--- Task brief ---
Locate the line that contains "For the benchmark, mark every instance of the rear tire". Print it and each following line through the end of the listing, verbatim, and nothing more.

◇ ◇ ◇ ◇ ◇

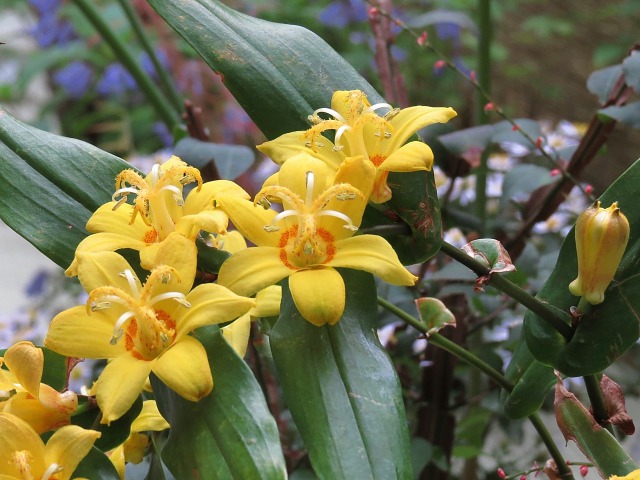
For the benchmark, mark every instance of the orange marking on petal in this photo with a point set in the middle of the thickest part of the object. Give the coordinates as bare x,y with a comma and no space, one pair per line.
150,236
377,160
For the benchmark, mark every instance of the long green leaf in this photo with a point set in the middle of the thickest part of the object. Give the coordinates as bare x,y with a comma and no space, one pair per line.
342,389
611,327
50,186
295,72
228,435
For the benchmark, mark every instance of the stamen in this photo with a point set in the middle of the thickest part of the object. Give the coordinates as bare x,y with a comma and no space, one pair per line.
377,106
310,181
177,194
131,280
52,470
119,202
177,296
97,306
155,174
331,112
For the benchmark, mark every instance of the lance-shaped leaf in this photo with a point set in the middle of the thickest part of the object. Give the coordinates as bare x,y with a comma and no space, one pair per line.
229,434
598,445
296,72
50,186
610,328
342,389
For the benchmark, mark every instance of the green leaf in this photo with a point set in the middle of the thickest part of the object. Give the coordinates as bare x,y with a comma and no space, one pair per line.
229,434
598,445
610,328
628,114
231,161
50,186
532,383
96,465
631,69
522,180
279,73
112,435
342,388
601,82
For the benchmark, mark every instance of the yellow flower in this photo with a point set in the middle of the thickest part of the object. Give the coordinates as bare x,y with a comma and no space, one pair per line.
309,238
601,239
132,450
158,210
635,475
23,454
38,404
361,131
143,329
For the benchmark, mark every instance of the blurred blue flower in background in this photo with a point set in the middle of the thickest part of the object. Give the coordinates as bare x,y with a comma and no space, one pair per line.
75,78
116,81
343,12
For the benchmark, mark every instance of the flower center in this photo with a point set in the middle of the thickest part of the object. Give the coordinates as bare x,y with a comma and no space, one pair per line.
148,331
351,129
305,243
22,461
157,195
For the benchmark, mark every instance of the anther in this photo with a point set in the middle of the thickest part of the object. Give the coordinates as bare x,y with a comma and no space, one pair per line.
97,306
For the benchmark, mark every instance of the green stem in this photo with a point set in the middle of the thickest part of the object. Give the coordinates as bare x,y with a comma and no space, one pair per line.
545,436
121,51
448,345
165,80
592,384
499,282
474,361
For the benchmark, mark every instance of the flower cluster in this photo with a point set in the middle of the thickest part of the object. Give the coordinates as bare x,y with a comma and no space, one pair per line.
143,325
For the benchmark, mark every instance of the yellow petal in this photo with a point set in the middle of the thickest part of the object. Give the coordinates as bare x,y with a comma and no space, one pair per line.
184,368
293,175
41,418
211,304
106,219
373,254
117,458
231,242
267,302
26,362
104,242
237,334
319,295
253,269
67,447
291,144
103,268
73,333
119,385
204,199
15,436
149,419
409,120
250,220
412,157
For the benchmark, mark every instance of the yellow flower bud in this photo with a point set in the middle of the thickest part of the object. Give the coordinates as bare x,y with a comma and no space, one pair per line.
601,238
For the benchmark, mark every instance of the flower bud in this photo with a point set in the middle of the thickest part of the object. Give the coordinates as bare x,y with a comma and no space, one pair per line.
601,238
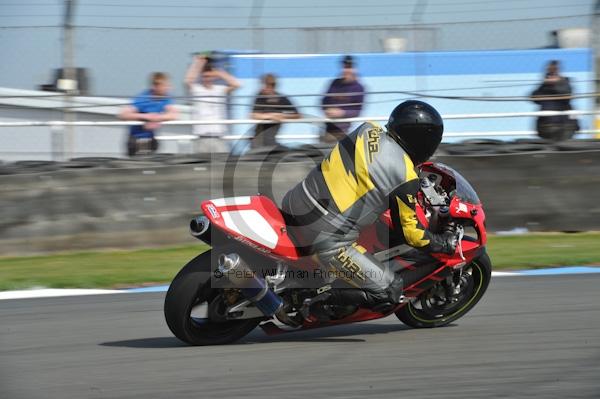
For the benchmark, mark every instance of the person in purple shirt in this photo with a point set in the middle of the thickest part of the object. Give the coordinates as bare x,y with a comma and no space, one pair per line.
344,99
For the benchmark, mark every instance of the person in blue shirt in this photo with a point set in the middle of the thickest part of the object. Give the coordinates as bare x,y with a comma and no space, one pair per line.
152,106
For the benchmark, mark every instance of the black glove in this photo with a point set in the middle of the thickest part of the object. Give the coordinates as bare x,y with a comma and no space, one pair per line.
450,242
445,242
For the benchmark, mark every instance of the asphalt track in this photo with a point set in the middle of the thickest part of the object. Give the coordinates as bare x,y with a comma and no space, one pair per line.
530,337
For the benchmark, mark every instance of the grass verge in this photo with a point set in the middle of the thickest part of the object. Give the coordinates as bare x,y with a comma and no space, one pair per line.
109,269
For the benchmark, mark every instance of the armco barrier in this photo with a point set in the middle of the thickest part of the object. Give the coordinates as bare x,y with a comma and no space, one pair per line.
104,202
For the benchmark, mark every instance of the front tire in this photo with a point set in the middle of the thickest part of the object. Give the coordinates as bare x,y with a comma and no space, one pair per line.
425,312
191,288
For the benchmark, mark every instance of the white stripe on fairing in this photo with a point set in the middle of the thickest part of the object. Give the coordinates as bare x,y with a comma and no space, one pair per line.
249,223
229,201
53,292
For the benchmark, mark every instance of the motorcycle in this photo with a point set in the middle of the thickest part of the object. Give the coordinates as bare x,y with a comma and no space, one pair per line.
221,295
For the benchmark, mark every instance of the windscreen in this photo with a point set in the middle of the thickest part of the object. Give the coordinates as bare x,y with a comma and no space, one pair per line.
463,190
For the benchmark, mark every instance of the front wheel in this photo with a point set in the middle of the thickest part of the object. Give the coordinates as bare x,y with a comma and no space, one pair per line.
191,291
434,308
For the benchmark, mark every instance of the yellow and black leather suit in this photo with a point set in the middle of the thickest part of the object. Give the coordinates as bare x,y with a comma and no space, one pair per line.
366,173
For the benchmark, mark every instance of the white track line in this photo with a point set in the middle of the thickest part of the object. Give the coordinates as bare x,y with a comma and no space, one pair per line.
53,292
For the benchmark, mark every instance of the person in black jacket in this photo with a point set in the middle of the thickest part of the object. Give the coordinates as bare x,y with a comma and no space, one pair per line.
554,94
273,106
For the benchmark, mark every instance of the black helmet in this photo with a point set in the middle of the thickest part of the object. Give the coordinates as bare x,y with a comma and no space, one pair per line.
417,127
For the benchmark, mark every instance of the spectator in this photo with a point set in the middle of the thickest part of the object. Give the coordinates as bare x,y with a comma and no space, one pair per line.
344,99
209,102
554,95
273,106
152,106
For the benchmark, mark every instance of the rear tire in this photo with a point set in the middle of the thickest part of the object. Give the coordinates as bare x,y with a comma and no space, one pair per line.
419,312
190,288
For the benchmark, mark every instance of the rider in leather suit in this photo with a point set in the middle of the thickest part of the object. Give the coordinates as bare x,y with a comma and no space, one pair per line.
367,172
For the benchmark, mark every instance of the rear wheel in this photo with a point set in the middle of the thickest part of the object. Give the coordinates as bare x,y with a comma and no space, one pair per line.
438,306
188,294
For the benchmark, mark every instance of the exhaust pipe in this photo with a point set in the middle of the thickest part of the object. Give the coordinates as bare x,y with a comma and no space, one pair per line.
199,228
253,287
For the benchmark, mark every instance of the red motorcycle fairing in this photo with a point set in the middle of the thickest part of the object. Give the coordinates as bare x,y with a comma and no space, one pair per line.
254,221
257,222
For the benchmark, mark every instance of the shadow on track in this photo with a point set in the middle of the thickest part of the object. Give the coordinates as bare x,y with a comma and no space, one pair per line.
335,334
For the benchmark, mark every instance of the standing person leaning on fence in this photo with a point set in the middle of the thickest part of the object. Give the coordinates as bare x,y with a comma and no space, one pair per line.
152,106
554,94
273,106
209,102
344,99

◇ ◇ ◇ ◇ ◇

--- Written response ---
For the benchmark, mark every instance of the rear tire in this photo with a point set in the middle of the thickest part of the object. Give the coordinates as bare x,y with a comma and no space, one pair per line.
419,312
190,288
For the benchmark, mark every instance of the rider in leather suit in this photo with a point set in the middle of the thickest part of the object. Give the coordinates as bare x,y with a comma and no space, one pair per line.
367,172
For the benchmark, mark every instance of the rear wheel in this photo with a point set in the middle of the thickest part of the object. Give the coordinates as bare x,y with a comma and no space, one pair per line.
438,306
188,294
For the benchmark, mark every instance of the exhaust pipe in this photo with a point set in the middle of the thickest part of the object. Give the coordinates as bare x,y with a comma and no space, one pair per line.
199,228
253,287
For the benchmark, mark every instance of the red motorcycle fairing in this photo with a point set in the middle of the thickest part of the object. Give the coordinates as bare x,y with a comma and no space, one pair per line.
254,221
257,222
For the benchmark, mark every instance of the shadow on track in this photo with a point set in the middle of the thickest part of the object. Give the coordinates as bare x,y with a comma and no space, one pair per line.
335,334
For the benchmark, mark every instance of the standing person leaning on fence in this photo with a point set in the middle of the thickest part of the object. Give the coordinates as bare x,y with a comma and no space, one pair per line.
152,106
554,94
273,106
209,102
344,99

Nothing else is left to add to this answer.